| TASK DESCRIPTION |
Return, word for word, only the lines of the data below that lie between the line with "written like <point>54,75</point>." and the line with "written like <point>146,37</point>.", those two lines included.

| INFORMATION SUPPLIED |
——

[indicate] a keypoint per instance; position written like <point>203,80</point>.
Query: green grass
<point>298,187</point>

——

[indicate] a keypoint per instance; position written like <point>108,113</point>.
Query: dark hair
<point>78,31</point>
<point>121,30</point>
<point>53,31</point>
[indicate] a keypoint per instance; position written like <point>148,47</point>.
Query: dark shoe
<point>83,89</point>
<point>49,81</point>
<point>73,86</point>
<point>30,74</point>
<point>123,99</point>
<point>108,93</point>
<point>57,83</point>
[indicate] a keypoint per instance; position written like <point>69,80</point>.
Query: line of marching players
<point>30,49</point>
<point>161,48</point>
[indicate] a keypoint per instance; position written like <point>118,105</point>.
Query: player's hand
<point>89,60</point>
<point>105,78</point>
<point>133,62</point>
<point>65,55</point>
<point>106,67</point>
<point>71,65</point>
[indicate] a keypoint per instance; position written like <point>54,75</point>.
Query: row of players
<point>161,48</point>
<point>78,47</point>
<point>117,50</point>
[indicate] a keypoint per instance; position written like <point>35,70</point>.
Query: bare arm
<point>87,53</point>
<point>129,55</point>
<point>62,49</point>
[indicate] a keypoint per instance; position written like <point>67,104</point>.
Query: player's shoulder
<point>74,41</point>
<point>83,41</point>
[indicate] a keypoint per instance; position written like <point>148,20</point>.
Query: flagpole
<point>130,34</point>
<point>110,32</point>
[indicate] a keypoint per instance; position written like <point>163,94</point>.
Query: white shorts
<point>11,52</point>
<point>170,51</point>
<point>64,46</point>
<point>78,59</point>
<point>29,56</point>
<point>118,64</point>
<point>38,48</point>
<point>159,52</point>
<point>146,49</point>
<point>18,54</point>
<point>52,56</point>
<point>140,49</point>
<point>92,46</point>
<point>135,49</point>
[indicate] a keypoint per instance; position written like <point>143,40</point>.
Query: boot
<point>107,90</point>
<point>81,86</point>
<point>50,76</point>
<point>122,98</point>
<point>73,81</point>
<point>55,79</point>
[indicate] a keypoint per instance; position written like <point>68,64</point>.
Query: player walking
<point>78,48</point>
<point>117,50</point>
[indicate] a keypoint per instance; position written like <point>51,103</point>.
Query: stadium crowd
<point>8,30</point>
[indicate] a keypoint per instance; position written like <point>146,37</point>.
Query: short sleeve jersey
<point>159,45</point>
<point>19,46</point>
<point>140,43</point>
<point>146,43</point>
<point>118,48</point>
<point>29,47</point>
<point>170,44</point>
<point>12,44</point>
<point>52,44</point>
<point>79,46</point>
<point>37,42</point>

——

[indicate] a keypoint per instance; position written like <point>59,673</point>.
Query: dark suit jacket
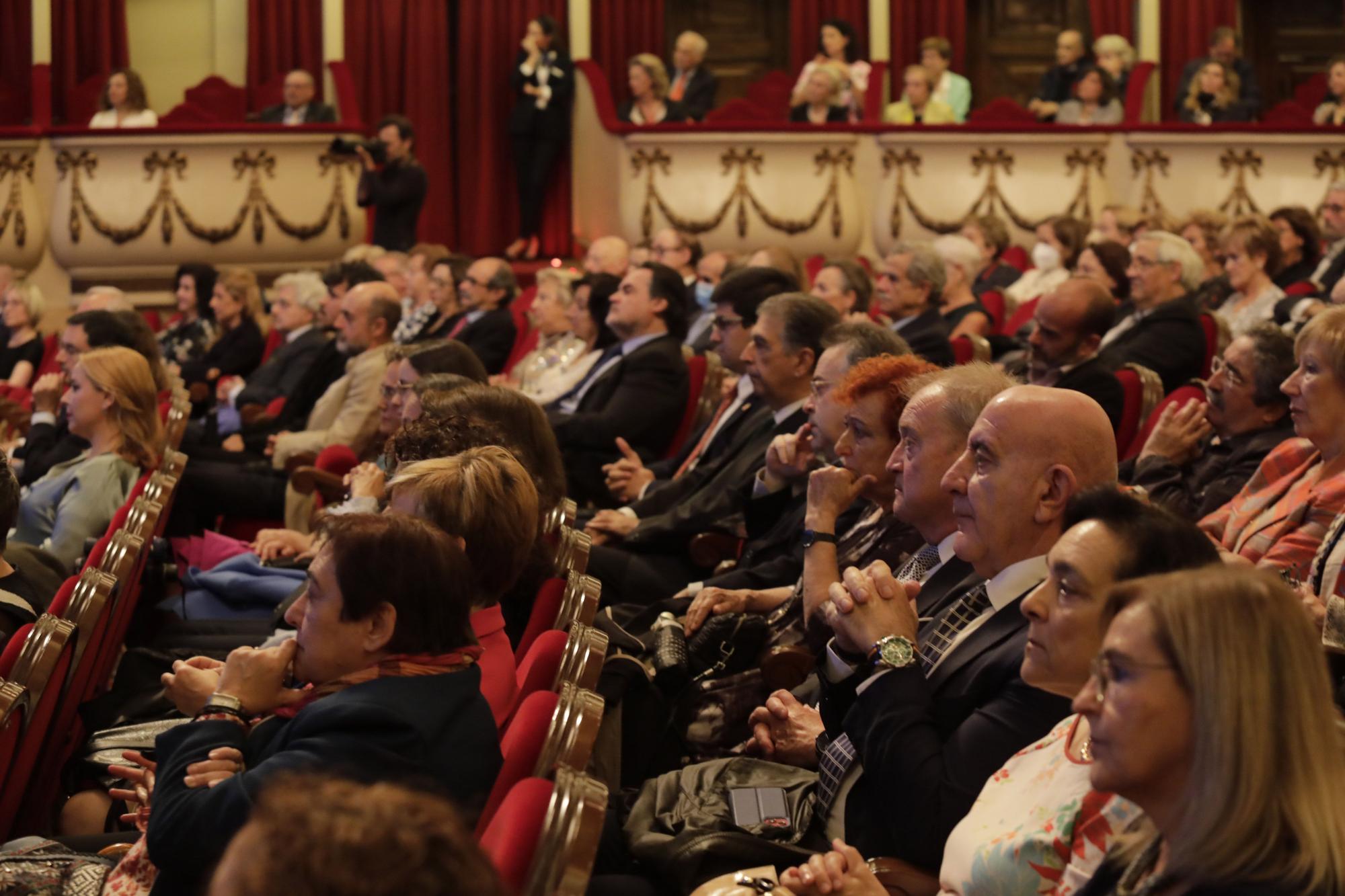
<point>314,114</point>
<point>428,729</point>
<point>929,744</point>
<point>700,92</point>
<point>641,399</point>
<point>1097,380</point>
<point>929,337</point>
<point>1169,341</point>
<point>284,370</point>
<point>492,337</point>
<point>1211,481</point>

——

| WRITTEN RESPONSE |
[indicate] a keypoint per instance; position written like <point>54,75</point>.
Query: row of players
<point>161,48</point>
<point>78,47</point>
<point>117,50</point>
[indicate] a keypoint per instance; position written like <point>35,70</point>.
Query: bare arm
<point>87,53</point>
<point>129,55</point>
<point>62,49</point>
[indicate] a keypoint per instance; position written like <point>67,104</point>.
Query: player's shoulder
<point>74,41</point>
<point>83,41</point>
[indicate] a keypoint per instance; position written like <point>148,20</point>.
Query: flagpole
<point>130,34</point>
<point>110,32</point>
[indicate] a keypoint per instance; position written like <point>163,94</point>.
Query: white shorts
<point>11,52</point>
<point>170,51</point>
<point>64,46</point>
<point>78,59</point>
<point>29,56</point>
<point>118,64</point>
<point>38,48</point>
<point>159,52</point>
<point>146,49</point>
<point>18,54</point>
<point>52,56</point>
<point>140,49</point>
<point>92,46</point>
<point>135,49</point>
[indicate] a keypoint per instance; position written like <point>143,40</point>.
Query: boot
<point>107,90</point>
<point>81,86</point>
<point>50,76</point>
<point>122,98</point>
<point>73,81</point>
<point>55,79</point>
[indicate] a keypoint per instance; position written like <point>68,64</point>.
Query: player walking
<point>78,48</point>
<point>117,50</point>
[indicate] a keypoint per instance; position written like <point>51,103</point>.
Query: stadium crowd
<point>8,30</point>
[indicate] a keypoint per instance; position written like <point>146,37</point>.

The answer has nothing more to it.